**BRIEF A**
In the SiR interview, which month did SiR first want to release Chasing Summer?
**BRIEF B**
Shorten the paragraph of the SiR interview that begins "As a product of an extremely musically inclined family," keeping its main facts.

**GIVEN PASSAGE**
SiR on Finding Freedom in His 20's & Why South Korea Was a Life-Changing Trip For Him

Christian San Jose
SiR

In 2011, a talented group of Inglewood brothers known as the WoodWorks excitedly opened up for TDE at the Whiskey a Go Go in West Hollywood, Calif. A young SiR killed his performance, eventually capturing the attention of TDE artists themselves.

Fast forward seven years later, SiR would find himself opening for Kendrick Lamar again, this time, in front of nearly 20,000 screaming fans all the way across the globe in Seoul, South Korea. By this time, SiR has multiple project releases under his belt, and bragging rights about working directly with legends like Jill Scott and Stevie Wonder. 

Looking through the rear view mirror years later, the RCA Records signee could have never imagined the heights his talents would propel him to with that very same team he sparked early chemistry with. Fortunately, the timing was right and for SiR, that's also an underlying theme on his new album, Chasing Summer, released in August.

As a product of an extremely musically inclined family, SiR always prioritizes having thoughtfulness and intention behind his music, especially through his songwriting. His biggest supporter and critic? His mother. “I sent my mom the clean version at first,” SiR laughs, referring to “That’s Why I Love You” featuring Sabrina Claudio, a sultry standout track on the new album. “She then found the other version and was like, ‘Did you really have to say “fuck?”’ But we’ve had conversations about it, and it’s because she’s a songwriter, too. So that’s where I get my thoughtfulness from.”

SiR recently sat down with Billboard to discuss the new album, his touring experiences, and ranks his skills as an engineer, singer, and songwriter. Check out the full interview below.

The album is titled Chasing Summer, but it actually dropped right as the summer was coming to a close. Was this timing intentional?

It’s crazy you ask that -- because I wanted to put it out in June, and it just wasn't ready. It would have been the perfect time and made so much sense. But everything happens for a reason, and I think because we landed on the 30th of August we got a side of it that we didn't even notice. It's the end of summer, and we're not actually in summer, we're chasing it. We're trying to make it to summer, so that's why it's so much better.

Because things happened the way they did, I realize even sonically, the project fits better with August. This summer was way too turnt, man. The album didn’t fit with the whole Hot Girl Summer thing.

In your DJBooth interview, you said “chasing summer” conceptually means chasing freedom. Was there a certain turning point in your life where you decided to adopt this mentality of wanting to live so freely?

Honestly, I've always been the type of person to hate working for people. When I was younger, I just always worked for other people, and that was an ongoing thing for me. One of the last jobs I had, I kind of went crazy -- I like, shaved my head to a mohawk, and it was just bad. This was LA Fitness in my early 20s, right before I started doing music for real. I realized that the corporate world wasn't changing no matter what kind of job I had, it was still the same type of situation.

**ENTRIES**
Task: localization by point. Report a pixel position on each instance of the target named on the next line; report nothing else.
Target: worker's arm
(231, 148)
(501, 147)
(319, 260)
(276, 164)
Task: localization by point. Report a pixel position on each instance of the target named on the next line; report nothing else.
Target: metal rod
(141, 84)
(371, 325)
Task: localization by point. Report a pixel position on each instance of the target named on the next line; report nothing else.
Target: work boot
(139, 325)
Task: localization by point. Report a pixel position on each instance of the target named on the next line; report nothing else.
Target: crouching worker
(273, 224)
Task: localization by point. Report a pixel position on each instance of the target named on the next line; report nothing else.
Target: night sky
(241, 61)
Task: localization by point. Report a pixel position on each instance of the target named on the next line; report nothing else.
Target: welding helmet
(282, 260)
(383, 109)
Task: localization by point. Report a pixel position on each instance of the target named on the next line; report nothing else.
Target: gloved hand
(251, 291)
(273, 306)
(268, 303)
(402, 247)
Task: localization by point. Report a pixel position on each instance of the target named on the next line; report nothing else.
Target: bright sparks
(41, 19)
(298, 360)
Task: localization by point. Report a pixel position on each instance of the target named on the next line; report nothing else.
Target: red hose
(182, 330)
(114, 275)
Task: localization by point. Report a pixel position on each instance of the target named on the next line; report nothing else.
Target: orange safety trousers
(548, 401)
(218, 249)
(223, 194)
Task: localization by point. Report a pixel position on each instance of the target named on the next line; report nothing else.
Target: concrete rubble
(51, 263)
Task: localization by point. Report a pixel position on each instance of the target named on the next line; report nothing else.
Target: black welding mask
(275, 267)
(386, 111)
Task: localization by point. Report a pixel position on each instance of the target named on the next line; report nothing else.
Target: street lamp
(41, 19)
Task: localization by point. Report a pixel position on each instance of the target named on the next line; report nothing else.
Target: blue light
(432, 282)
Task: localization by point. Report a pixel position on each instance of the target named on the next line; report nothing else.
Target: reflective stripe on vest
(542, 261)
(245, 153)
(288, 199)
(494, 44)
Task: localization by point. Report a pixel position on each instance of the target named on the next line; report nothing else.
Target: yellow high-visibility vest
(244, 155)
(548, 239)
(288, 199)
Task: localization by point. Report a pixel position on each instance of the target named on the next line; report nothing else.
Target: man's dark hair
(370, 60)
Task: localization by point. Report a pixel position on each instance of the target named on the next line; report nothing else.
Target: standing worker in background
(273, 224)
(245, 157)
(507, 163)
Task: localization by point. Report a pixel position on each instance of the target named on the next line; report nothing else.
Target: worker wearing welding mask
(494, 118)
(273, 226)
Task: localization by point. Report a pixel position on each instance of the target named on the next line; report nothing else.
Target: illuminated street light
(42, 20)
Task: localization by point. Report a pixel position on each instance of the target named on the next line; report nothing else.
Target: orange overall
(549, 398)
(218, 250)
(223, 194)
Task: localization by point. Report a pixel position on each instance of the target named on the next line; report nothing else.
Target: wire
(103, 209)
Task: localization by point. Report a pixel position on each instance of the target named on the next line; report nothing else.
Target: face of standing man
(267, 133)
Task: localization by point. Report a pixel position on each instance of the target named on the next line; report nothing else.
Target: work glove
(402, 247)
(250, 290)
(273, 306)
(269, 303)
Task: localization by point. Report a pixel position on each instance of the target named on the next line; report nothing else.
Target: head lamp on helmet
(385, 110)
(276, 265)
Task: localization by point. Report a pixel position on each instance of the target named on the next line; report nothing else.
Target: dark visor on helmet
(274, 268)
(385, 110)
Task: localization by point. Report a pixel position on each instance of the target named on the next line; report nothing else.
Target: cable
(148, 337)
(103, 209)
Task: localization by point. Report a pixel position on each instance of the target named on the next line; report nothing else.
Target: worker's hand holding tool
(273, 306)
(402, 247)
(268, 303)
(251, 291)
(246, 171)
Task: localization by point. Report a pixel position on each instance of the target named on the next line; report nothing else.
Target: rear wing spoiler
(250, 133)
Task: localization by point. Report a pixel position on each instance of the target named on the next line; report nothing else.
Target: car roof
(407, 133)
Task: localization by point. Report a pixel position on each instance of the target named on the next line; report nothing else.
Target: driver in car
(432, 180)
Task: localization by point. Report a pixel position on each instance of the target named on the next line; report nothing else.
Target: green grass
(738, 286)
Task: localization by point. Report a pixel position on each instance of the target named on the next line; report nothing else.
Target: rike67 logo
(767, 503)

**TASK OUTPUT A**
June

**TASK OUTPUT B**
SiR, from a very musical family, puts careful thought into his songwriting. His mother, also a songwriter, is his biggest supporter and critic. After he sent her the clean version of "That's Why I Love You" with Sabrina Claudio, she found the explicit one and asked if he really needed to curse. He credits her with his thoughtfulness.